▶ [THE PROBLEM]: Give the records again exactly, with every character kept.

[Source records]
• • • • •

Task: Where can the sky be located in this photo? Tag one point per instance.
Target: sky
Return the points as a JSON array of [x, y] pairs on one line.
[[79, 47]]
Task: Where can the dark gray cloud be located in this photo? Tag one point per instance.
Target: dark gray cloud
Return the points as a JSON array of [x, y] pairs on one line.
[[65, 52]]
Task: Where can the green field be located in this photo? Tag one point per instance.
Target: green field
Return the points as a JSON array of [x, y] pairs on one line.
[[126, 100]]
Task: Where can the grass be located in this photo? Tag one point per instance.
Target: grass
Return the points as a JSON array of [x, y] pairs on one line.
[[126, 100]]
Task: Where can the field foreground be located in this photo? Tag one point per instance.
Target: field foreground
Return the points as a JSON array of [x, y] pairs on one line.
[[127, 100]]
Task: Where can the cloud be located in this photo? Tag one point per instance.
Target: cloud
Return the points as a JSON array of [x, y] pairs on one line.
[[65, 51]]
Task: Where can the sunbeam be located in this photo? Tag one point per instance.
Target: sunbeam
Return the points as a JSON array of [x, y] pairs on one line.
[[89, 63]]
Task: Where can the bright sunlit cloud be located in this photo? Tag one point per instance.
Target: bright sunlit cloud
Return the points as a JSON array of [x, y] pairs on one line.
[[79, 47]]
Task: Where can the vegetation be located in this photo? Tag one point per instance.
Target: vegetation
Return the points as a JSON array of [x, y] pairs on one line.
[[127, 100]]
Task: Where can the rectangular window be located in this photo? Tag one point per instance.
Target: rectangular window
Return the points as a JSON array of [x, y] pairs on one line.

• • • • •

▶ [WORKED SOLUTION]:
Task: Where can the sky be located in this photo? Tag one point per instance.
Target: sky
Return the points as a JSON array of [x, y] pairs on one line.
[[79, 47]]
Task: Where can the dark gray cloud be located in this photo? Tag one point per instance.
Target: dark gray cloud
Return the points as a JSON array of [x, y] pairs on one line.
[[65, 52]]
Task: Where can the green field be located in this photo? Tag one point per instance.
Target: green field
Return the points as a JSON array of [x, y] pairs on one line.
[[126, 100]]
Task: Where can the grass be located in this photo? Tag one point per instance.
Target: grass
Return the points as a JSON array of [x, y] pairs on one line.
[[126, 100]]
Task: Where can the field foreground be located in this photo? Tag one point per instance.
Target: field foreground
Return the points as a JSON array of [x, y] pairs on one line.
[[127, 100]]
Task: Where can the cloud be located in this photo? Tag one point per instance.
Target: cloud
Return the points as a JSON array of [x, y] pairs on one line.
[[65, 51]]
Task: Where can the sunbeam be located in this photo? Tag one point per instance.
Target: sunbeam
Return the points as a JSON array of [x, y] pairs on one line.
[[89, 63]]
Task: Where can the bright sunlit cloud be located in this photo? Tag one point per instance.
Target: bright sunlit cloud
Return the points as a JSON array of [x, y] pairs on one line.
[[79, 47]]
Task: Where can the vegetation be located in this photo? Tag one point per instance.
Target: vegetation
Return the points as a JSON array of [x, y] pairs on one line.
[[127, 100]]
Task: Where can the rectangular window be located in this photo? Tag one point per instance.
Target: rectangular window
Return the points as a JSON array of [x, y] pairs on one line.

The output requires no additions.